* Text shown *
## START
Sprint points: The top 8 in Sprint Races earn bonus points (8–7–6–5–4–3–2–1). These count toward both championships, and across 6 sprint weekends, they can make a real difference in a tight title fight.


04 — The Cars

The cars

Every team designs and builds a new car each season. There are no off-the-shelf parts.

The car matters more than the driver in Formula 1. A brilliant driver in a slow car will struggle. A mediocre driver in the fastest car can win. It sounds unfair, but it's what makes the engineering battle so intense. The car is the product of a thousand engineers' work.

Different tracks demand different setups. Monza in Italy has incredibly long straights, so teams trim downforce for pure speed. Monaco is tight streets, so maximum downforce for cornering grip. Mexico City sits at high altitude where thin air reduces downforce naturally. Each car is a compromise, fine-tuned for every single race.

Teams update their cars throughout the season. A new front wing here, a reshaped floor there. Gaining even one-tenth of a second per lap might not sound like much, but over a 70-lap race, that's 7 seconds. Races are regularly won by less than that.

2026 F1 car rear view
Rear wing with active aero flaps
F1 car close-up on track
Close-up on track
F1 car overhead view
Every surface is shaped to move air
2026 F1 car halo detail
Halo cockpit protection device

2026: A brand new era

The 2026 regulations rewrote the rulebook. The cars are fundamentally different from what came before.
## END
* Entries supplied *
## START
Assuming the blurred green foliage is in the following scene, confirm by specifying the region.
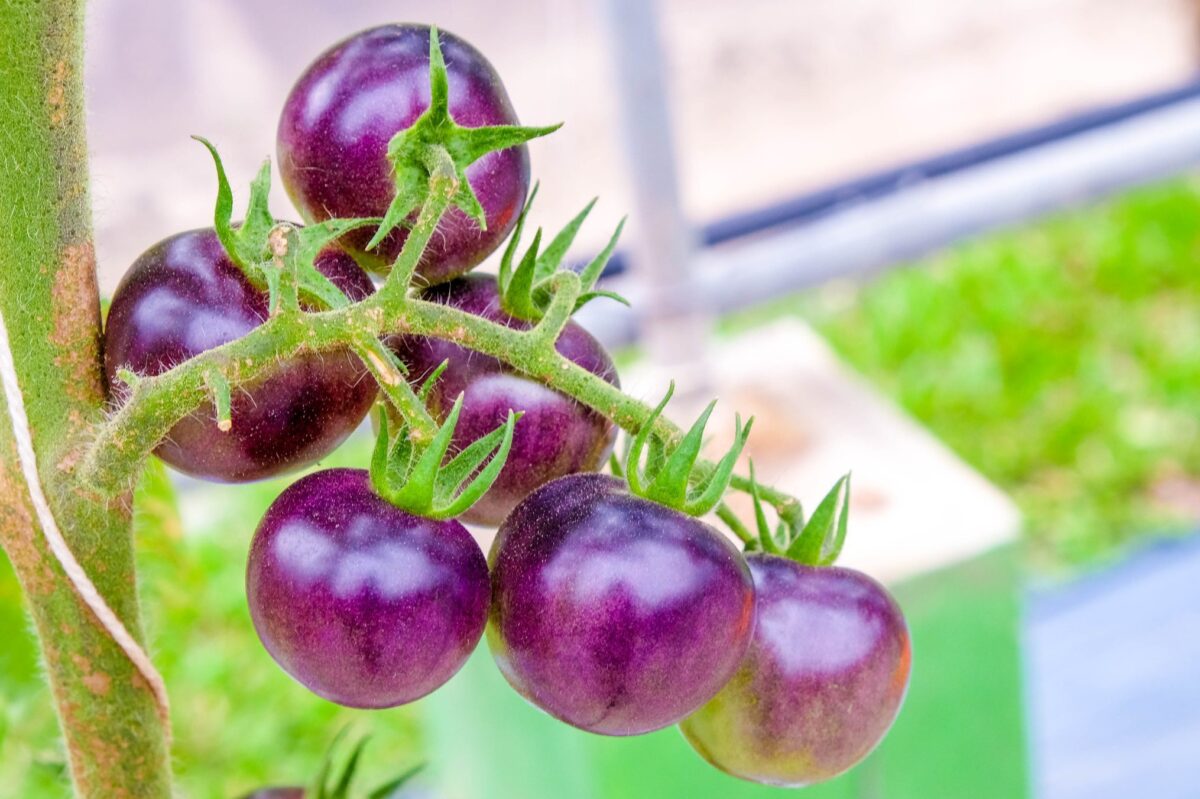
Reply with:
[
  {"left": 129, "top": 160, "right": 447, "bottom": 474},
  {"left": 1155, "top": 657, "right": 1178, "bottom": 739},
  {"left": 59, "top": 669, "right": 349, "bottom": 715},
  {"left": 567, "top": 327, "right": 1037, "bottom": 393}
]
[
  {"left": 725, "top": 180, "right": 1200, "bottom": 566},
  {"left": 0, "top": 180, "right": 1200, "bottom": 799},
  {"left": 0, "top": 437, "right": 421, "bottom": 799}
]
## END
* Task to carry out *
Please carry the text about Formula 1 cars further from the point where it stops.

* Expected output *
2025 Cars
1,764 lbs
Wider, heavier, ground-effect tunnels for downforce, DRS for overtaking
2026 Cars
1,693 lbs
Shorter, narrower, lighter. Active aerodynamics, no DRS, 50/50 hybrid power split

Active aerodynamics: the big change

For the first time in modern F1, the cars have movable front and rear wings that switch between two modes. This replaces DRS (Drag Reduction System), which was used since 2011.

Z-MODE
High Downforce

Wings angled for maximum grip. Used in corners. The car sticks to the road like glue, so drivers can carry more speed through turns.

X-MODE
Low Drag

Wings flatten out to cut through the air on straights. Available to ALL drivers. Unlike old DRS, you don't need to be chasing someone to use it.

Overtake Mode: On top of active aero, drivers within 1 second of the car ahead can activate a special electrical boost, an extra 67 horsepower from the battery. The defending driver can fire back with their own "Boost Mode." It's attack and defense in a way DRS never was.

The power unit: 1,000+ horsepower

F1 cars use a 1.6-liter turbocharged V6 hybrid engine producing over 1,000 horsepower. For 2026, the split is roughly 50% combustion / 50% electric, up from 80/20 previously. The electric motor (MGU-K) nearly tripled in power from 120 kW to 350 kW.

And here's the cool part: every drop of fuel is 100% sustainable. Made from carbon capture, municipal waste, or non-food biomass. Not a drop of crude oil. F1 aims to be net-zero carbon by 2030.

Five engine manufacturers

Five companies build engines for all 11 teams. Each supplies engines to their own team and customer teams. It's an arms race where hundredths of a second matter.


05 — Pit Stops

Pit stops: 1.80 seconds flat

Twenty people. Four tyres. Zero room for error.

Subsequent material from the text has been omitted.